Prompt a ::
Count the lines in the records that contain the string "shirt", and give only that number.

Given passage ::
Bug 438268

Summary: GFS: gfs_grow causes lock_dlm: exxonfs: gdlm_lock 2,17 err=-16
Product: Red Hat Enterprise Linux 5 Reporter: Robert Peterson <rpeterso>
Component: gfs-kmodAssignee: Robert Peterson <rpeterso>
Status: CLOSED ERRATA QA Contact: GFS Bugs <gfs-bugs>
Severity: high Docs Contact:
Priority: high    
Version: 5.2CC: edamato, mkarg, tao, teigland
Target Milestone: rc   
Target Release: ---   
Hardware: All   
OS: Linux   
Whiteboard:
Fixed In Version: Doc Type: Bug Fix
Doc Text:
Story Points: ---
Clone Of:
: 487026 (view as bug list) Environment:
Last Closed: 2009-01-20 21:18:19 UTC Type: ---
Regression: --- Mount Type: ---
Documentation: --- CRM:
Verified Versions: Category: ---
oVirt Team: --- RHEL 7.3 requirements from Atomic Host:
Cloudforms Team: --- Target Upstream Version:
Embargoed:
Bug Depends On:    
Bug Blocks: 487026    
Attachments:
Description Flags
Output from group_tool dump gfs after failure
none
patch to try none

Description Robert Peterson 2008-03-19 22:14:53 UTC
Description of problem:
I was trying to recreate bug #434962 using clues from bug #436383
and I hit an apparent problem somewhere between lock_dlm and dlm.

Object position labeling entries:
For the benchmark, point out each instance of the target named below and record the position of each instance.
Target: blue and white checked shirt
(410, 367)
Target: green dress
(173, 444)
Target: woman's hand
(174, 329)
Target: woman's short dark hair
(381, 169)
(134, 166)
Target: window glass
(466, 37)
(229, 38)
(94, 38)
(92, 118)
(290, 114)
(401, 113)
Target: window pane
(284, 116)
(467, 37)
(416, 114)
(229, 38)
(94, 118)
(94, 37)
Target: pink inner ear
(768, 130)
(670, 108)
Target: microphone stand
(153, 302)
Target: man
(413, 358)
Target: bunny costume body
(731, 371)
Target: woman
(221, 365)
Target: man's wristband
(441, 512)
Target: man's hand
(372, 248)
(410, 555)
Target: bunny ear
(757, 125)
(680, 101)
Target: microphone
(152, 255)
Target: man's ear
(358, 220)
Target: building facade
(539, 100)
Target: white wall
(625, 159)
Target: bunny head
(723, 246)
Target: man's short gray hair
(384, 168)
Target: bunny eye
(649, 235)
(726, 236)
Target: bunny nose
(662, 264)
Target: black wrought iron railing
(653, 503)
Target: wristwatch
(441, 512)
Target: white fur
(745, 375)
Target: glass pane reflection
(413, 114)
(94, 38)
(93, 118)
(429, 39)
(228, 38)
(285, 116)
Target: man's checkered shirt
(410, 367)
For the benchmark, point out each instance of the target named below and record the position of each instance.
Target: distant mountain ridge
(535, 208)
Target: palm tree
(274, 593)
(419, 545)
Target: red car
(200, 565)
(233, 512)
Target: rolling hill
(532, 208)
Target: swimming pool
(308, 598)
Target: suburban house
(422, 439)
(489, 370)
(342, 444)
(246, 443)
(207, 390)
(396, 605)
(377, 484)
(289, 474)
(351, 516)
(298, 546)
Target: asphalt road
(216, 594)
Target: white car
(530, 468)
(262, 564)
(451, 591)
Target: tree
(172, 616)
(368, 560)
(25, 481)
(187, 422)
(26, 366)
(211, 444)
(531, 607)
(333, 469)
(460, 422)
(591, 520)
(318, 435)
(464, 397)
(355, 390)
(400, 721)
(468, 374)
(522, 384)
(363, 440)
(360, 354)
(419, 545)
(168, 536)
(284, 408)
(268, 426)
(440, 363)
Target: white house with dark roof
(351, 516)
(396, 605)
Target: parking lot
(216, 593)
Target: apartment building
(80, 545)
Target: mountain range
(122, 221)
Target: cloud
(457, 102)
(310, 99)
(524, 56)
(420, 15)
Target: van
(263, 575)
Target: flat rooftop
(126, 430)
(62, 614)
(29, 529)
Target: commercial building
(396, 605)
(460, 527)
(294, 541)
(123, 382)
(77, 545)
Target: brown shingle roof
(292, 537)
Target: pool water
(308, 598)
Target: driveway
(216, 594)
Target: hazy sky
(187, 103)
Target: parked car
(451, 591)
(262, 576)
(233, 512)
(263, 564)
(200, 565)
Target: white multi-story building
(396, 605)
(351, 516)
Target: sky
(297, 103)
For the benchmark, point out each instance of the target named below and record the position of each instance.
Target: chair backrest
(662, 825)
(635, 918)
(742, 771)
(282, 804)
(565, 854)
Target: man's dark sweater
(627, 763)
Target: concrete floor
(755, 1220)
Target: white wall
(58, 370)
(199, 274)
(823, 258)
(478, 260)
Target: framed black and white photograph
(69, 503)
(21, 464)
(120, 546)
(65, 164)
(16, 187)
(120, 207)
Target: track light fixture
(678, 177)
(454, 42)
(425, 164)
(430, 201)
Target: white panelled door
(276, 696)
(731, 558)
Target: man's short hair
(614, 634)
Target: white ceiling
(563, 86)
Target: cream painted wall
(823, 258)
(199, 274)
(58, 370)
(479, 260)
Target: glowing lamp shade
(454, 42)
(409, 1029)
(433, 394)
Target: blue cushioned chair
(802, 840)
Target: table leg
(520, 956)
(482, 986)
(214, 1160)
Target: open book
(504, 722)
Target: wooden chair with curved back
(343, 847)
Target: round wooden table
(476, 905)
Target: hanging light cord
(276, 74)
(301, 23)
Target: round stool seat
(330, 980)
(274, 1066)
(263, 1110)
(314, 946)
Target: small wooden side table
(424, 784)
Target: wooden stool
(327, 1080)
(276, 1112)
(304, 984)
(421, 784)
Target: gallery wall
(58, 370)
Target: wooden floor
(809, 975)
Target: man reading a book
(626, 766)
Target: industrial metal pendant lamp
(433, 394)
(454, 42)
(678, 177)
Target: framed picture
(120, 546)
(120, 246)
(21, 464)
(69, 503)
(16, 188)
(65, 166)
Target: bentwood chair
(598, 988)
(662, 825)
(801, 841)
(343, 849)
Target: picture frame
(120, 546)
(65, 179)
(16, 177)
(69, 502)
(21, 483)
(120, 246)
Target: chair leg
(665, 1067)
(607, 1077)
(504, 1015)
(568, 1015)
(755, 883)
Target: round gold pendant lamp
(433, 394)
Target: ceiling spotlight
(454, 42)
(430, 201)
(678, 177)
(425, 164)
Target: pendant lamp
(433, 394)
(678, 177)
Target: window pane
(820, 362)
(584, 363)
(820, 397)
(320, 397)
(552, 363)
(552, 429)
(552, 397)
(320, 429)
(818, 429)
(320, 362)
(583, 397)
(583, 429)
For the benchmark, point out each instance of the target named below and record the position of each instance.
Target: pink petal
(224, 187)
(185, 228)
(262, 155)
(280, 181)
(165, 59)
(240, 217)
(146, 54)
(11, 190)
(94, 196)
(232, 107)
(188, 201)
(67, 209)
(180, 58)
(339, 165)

* * *

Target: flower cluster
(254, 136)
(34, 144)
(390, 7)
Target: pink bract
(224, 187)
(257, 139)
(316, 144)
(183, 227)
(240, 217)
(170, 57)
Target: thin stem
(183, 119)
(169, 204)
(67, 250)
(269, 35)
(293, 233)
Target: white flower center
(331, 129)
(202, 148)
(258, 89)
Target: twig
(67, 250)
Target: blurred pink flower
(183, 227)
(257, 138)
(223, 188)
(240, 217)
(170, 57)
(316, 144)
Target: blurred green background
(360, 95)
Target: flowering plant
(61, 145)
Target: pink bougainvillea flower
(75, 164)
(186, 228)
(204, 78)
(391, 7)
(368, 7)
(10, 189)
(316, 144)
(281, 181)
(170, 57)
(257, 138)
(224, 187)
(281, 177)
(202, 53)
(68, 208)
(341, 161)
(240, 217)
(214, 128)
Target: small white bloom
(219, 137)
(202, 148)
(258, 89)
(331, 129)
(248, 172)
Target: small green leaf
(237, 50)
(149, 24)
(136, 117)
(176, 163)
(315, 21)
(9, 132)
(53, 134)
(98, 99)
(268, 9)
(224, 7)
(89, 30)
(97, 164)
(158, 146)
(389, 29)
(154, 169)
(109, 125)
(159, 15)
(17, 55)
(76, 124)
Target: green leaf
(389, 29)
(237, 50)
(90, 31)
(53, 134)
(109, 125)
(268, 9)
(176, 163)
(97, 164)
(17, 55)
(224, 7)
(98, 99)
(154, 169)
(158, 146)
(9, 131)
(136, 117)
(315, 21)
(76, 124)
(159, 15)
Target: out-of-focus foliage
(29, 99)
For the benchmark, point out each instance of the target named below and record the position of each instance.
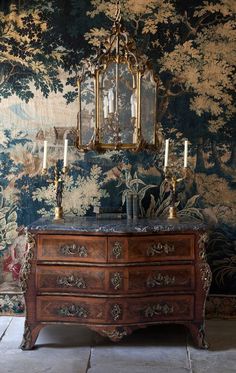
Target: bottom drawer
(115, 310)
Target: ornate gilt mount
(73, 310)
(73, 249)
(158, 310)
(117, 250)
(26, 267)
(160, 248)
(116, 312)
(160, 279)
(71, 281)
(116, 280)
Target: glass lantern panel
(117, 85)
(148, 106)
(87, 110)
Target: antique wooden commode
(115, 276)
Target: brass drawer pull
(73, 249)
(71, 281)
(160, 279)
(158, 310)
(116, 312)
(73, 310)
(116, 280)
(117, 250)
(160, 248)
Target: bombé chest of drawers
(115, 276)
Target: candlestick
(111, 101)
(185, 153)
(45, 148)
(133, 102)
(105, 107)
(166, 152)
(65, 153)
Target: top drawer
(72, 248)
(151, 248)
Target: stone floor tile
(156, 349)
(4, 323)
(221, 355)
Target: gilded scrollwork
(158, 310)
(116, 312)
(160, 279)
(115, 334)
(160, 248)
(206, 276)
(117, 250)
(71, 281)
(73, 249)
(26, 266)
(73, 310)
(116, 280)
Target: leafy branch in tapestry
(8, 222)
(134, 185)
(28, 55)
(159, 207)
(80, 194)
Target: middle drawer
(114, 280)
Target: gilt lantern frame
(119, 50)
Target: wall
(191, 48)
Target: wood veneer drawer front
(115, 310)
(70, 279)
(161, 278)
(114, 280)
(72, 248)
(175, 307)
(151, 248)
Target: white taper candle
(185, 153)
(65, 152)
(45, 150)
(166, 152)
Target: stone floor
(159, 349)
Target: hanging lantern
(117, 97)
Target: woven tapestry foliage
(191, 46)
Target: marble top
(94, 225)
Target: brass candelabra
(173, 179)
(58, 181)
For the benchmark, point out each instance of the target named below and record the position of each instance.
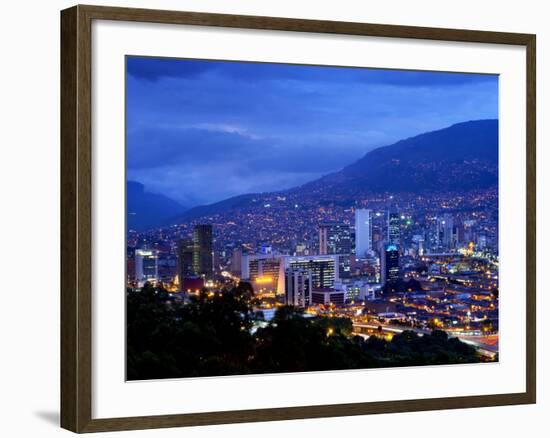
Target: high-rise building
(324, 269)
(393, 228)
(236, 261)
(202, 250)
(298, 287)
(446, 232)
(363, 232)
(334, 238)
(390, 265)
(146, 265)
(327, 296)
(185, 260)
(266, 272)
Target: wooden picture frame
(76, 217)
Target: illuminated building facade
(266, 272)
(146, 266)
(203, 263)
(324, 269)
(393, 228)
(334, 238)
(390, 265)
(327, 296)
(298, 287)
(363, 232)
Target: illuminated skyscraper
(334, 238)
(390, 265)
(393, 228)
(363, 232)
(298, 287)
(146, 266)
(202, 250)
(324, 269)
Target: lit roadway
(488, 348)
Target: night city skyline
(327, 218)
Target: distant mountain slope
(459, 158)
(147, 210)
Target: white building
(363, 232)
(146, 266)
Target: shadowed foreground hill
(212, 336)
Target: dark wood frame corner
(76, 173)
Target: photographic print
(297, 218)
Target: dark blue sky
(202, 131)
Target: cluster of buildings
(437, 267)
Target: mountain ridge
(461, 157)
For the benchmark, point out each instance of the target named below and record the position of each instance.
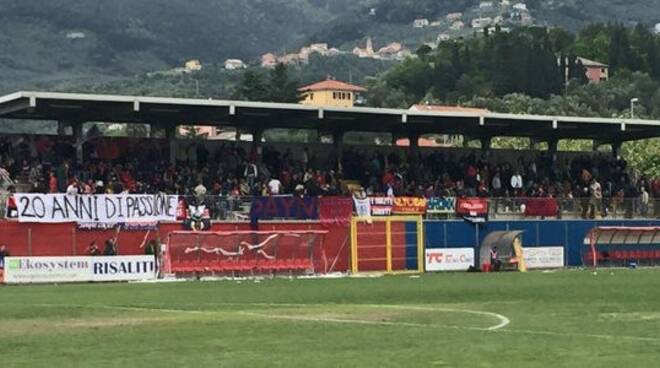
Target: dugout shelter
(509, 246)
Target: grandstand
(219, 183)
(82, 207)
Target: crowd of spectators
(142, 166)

Prompt b ::
Set down, word for word, everything in the bug report from "Description Robert Peterson" down to "lock_dlm and dlm.".

Full answer a ::
2

Full answer b ::
Description Robert Peterson 2008-03-19 22:14:53 UTC
Description of problem:
I was trying to recreate bug #434962 using clues from bug #436383
and I hit an apparent problem somewhere between lock_dlm and dlm.